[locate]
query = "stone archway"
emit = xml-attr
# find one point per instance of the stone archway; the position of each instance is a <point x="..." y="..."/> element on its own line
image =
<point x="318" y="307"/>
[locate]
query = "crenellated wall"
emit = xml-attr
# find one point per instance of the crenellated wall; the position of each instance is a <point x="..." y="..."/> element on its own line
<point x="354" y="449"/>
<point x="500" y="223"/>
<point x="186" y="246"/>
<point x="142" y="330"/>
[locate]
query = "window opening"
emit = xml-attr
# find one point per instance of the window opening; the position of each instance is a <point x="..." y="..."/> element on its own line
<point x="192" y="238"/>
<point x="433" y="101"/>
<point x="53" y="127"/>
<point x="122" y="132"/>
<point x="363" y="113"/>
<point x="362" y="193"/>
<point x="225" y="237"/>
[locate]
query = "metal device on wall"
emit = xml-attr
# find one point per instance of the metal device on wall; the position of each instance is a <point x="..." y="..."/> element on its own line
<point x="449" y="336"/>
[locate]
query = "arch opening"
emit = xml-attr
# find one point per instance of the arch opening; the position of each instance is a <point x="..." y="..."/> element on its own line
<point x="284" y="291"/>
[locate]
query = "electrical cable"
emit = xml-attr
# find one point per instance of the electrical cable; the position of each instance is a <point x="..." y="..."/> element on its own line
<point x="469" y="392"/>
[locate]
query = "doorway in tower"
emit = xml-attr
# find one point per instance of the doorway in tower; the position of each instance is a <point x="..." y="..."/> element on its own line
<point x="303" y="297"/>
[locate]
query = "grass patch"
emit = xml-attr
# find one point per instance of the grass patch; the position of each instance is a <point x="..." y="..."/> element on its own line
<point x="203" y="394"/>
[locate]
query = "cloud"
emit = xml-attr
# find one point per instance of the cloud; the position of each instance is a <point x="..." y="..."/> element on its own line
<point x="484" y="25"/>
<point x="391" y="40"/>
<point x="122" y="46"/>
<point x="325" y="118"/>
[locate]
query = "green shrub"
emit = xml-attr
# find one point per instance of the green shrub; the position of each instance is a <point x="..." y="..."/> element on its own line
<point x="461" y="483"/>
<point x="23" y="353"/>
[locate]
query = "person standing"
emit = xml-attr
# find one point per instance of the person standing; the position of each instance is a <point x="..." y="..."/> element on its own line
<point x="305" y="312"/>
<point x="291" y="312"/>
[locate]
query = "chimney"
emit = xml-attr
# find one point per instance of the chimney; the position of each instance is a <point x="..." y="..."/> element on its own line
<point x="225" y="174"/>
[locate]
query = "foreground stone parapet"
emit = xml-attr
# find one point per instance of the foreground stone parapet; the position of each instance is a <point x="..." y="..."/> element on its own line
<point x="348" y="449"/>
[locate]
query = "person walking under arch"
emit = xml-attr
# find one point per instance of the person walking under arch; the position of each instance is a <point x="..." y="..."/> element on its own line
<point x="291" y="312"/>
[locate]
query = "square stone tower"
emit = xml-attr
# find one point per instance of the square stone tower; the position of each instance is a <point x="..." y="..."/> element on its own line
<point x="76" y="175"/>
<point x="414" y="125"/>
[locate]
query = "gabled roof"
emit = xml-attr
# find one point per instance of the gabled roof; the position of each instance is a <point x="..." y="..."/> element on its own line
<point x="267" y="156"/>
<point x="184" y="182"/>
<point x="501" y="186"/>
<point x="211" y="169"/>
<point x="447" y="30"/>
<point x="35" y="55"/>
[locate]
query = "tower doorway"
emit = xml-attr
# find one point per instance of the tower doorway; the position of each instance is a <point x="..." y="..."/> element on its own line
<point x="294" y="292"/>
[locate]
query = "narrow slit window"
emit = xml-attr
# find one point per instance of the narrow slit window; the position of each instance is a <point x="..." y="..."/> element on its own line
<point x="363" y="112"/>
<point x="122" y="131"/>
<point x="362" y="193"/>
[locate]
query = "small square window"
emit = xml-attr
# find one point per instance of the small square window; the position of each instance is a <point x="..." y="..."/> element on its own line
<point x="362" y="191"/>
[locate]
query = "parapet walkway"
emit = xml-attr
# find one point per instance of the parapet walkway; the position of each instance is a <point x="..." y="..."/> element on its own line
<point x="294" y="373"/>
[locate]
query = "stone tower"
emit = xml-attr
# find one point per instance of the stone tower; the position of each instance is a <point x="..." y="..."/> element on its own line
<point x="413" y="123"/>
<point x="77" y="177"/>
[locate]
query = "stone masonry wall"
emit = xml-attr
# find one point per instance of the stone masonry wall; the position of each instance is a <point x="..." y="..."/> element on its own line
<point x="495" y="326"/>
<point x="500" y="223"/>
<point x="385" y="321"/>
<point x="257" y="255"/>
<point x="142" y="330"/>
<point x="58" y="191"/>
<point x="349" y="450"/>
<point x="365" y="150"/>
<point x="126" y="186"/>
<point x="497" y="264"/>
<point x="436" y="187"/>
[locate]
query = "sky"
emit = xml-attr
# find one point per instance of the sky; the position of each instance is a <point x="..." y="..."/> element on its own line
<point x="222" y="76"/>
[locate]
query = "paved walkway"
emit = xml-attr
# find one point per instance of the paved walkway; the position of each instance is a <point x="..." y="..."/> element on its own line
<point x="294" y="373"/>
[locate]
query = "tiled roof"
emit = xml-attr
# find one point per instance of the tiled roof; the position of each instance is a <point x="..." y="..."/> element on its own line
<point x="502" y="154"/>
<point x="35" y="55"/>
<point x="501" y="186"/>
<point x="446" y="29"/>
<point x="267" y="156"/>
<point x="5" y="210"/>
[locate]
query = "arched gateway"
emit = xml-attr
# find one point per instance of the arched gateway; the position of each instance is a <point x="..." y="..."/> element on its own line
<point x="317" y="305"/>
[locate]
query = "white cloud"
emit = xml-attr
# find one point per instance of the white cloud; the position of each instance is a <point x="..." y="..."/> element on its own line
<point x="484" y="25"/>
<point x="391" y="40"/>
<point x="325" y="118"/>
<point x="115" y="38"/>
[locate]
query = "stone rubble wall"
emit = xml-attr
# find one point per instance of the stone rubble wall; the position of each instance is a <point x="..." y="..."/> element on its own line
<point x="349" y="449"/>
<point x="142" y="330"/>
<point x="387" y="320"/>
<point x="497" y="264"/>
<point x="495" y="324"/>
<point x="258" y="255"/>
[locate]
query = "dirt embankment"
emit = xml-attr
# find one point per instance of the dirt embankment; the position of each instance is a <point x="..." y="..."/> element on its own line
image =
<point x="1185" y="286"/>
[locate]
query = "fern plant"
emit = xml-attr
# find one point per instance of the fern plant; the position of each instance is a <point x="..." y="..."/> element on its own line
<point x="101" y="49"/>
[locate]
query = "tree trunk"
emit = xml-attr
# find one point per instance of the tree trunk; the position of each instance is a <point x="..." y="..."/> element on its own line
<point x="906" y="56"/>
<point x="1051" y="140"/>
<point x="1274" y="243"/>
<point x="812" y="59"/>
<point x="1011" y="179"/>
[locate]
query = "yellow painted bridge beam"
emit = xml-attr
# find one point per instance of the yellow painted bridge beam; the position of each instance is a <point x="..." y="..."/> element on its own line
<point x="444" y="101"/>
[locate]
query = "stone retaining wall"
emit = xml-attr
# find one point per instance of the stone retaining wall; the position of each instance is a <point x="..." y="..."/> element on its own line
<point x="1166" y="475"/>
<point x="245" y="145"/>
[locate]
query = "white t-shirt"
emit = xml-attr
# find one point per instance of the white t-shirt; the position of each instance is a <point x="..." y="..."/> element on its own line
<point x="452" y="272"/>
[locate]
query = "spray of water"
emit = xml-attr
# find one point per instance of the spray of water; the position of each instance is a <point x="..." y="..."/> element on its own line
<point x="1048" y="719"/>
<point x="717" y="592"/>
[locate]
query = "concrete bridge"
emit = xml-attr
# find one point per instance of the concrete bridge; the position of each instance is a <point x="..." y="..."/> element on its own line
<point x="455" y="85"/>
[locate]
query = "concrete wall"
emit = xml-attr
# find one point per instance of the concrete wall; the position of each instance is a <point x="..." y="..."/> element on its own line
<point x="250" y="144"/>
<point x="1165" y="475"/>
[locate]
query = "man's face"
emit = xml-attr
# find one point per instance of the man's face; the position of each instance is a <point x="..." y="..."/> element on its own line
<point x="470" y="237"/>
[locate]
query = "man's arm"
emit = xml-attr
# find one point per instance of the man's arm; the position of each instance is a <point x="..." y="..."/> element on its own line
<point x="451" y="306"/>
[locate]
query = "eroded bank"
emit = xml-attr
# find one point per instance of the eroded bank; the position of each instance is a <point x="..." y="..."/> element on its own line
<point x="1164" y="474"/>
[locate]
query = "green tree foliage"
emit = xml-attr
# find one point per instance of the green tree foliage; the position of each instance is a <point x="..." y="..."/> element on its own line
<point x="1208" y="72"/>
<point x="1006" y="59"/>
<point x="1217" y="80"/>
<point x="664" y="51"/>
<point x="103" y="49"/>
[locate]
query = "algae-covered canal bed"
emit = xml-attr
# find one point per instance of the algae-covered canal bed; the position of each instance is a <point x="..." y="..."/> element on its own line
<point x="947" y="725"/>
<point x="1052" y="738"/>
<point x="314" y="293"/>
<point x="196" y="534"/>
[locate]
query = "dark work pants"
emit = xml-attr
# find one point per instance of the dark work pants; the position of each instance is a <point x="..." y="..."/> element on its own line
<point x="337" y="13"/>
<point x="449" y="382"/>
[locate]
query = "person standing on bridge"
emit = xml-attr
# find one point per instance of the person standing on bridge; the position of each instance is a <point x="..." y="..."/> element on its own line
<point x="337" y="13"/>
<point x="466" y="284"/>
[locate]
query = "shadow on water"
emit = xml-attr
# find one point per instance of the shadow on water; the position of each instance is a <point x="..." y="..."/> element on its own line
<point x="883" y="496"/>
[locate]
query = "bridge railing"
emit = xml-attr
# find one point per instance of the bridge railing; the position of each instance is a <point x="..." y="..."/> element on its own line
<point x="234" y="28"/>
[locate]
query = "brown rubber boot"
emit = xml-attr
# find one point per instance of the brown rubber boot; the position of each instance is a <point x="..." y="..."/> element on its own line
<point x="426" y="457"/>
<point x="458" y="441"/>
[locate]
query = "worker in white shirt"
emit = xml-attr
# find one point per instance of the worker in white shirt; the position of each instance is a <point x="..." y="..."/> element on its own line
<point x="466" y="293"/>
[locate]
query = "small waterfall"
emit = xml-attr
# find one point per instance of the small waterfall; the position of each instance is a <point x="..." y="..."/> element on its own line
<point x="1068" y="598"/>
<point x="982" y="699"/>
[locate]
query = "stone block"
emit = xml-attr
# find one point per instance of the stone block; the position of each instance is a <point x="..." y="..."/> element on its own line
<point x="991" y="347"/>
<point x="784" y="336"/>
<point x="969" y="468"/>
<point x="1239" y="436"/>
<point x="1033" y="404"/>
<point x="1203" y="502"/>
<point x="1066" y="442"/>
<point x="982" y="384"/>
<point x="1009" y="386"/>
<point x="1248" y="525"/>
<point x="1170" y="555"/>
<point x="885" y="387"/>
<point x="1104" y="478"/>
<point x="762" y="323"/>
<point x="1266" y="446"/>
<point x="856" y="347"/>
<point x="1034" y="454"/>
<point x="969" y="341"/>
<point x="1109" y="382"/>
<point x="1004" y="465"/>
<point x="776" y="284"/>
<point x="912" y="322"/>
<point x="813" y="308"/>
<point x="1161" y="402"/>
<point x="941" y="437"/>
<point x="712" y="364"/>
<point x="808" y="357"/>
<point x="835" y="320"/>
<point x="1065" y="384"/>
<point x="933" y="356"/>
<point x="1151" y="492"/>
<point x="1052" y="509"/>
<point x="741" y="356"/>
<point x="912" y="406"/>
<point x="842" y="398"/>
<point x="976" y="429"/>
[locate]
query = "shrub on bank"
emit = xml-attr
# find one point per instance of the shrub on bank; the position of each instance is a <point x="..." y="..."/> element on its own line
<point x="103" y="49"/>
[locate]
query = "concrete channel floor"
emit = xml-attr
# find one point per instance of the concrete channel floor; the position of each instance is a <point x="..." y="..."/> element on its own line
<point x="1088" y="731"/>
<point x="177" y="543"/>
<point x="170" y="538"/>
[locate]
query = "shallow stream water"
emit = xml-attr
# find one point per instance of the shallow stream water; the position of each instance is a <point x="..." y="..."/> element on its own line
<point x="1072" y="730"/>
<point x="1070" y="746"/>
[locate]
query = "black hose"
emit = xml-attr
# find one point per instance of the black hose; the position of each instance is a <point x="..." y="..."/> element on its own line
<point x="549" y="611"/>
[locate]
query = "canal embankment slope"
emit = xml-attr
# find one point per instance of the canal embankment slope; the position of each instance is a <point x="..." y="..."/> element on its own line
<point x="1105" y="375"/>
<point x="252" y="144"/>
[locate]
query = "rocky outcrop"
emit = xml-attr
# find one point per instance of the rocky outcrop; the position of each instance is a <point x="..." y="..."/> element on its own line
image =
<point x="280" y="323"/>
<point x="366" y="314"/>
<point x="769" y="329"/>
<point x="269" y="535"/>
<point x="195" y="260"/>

________________

Show each line in the data above that contains the word "grass", copied in full.

query = "grass patch"
# find one point per instance of the grass patch; the position of each instance is a <point x="..." y="..."/> element on its own line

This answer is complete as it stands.